> Given instruction A: Name every poster in the forum thread about the 1972 Fender Super Reverb.
> Given instruction B: Write the next part of the forum thread about the 1972 Fender Super Reverb, picking up right after its final line.

> Document:
# My 72 Fender Super Reverb



## Don Doucette (Jan 3, 2007)

My 1972 Fender Silverface Super Reverb arrived yesterday and I spent the day testing the caps and resistors before firing it up.

It still has its original filter caps and guess what they tested within 10% of rating and showed little or no leakage on my Sencore LC102.

I checked it over from top to bottom and after I was satisfied it wasn't going to blow up, I turned it on and...

:rockon2: :banana: :rockon: 

WOW how beautiful is that sound? I am totally lovin' this!

So very quiet and clean up to about 4.5 then it starts to break up nicely and if I leave it at 4.5 it is very touch sensitive especially with the LP or the bridge pickup on my strat.

I have the following changes in mind for the amp, new filter caps, two choclate drop caps will be replaced, and I just might consider black facing this old girl although I don't know how much better it could sound. I do want to change out the 5U4 for a Mullard GZ34, the 6L6's are MESAs and the rest of the tubes are ELECTROs and some no name junk so I'll be purchasing some tubes soon.

All in all I am happy with my purchase, $700 for one great sounding amp.

Don


----------



## Adicted to Tubes (Mar 5, 2006)

Nice score! I would,however,make the change to a bias adjust system instead of the bias balance system it may have in the amp.You will be able to bias tubes properly and not worry too much about over-current.
You can also do both a bias adjust and bias balance system so you can use mismatched tubes.Or simply do a 'dual-bias system'.Either way,the bias balance silverface thing is just plain stupid.
If you swap the rectifier tube to a GZ34 you HAVE to make the change.The increased voltage will make the tubes draw too much current and possibly redplate.

www.claramps.com

[email protected]


----------



## Don Doucette (Jan 3, 2007)

Adicted to Tubes said:


> Nice score! I would,however,make the change to a bias adjust system instead of the bias balance system it may have in the amp.You will be able to bias tubes properly and not worry too much about over-current.
> You can also do both a bias adjust and bias balance system so you can use mismatched tubes.Or simply do a 'dual-bias system'.Either way,the bias balance silverface thing is just plain stupid.
> If you swap the rectifier tube to a GZ34 you HAVE to make the change.The increased voltage will make the tubes draw too much current and possibly redplate.
> 
> ...


Agreed... That was all part of the plan to blackface. :thanks5qx:


----------



## mandocaster (Jan 11, 2007)

Well, now! Another happy VintageVerb owner....I'll defer to Addicted 2 2ubes on the knowledge needed to Blackface it, but from what I understand, it's the way to go. In my case, it already is one, and the love affair is a gooder. The avatar is a 65.


----------



## Don Doucette (Jan 3, 2007)

> Data extract:

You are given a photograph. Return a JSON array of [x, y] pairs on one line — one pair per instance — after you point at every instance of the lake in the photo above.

> Exercise output A: Don Doucette, Adicted to Tubes, mandocaster

> Exercise output B:
mandocaster said:


> Well, now! Another happy VintageVerb owner....I'll defer to Addicted 2 2ubes on the knowledge needed to Blackface it, but from what I understand, it's the way to go. In my case, it already is one, and the love affair is a gooder. The avatar is a 65.



A 65 huh... Drool 

Very nice indeed!

I just finished my parts list, I'll go shopping on Friday but I am afraid I live in an electronic hobbyists nightmare, we only have one place to buy parts locally and they have next to nothing and what they DO have is grossly overpriced. For instance I buy my pots from them cause they stock a pretty good pot but they're over $10 each  

I used to live near Toronto where I would frequent Active Surplus on Queen St. and I could but 100's of resistors and capacitors for $20-30, here 3 pots are over $30 and I don't have to tell you what a pain mail order shopping is especially if I'm shopping online from the US with shipping, exchange, brokerage and duty I'm getting raped!

Oh well I must soldier on for the love of the tone.:rockon: 

Don


----------



## Don Doucette (Jan 3, 2007)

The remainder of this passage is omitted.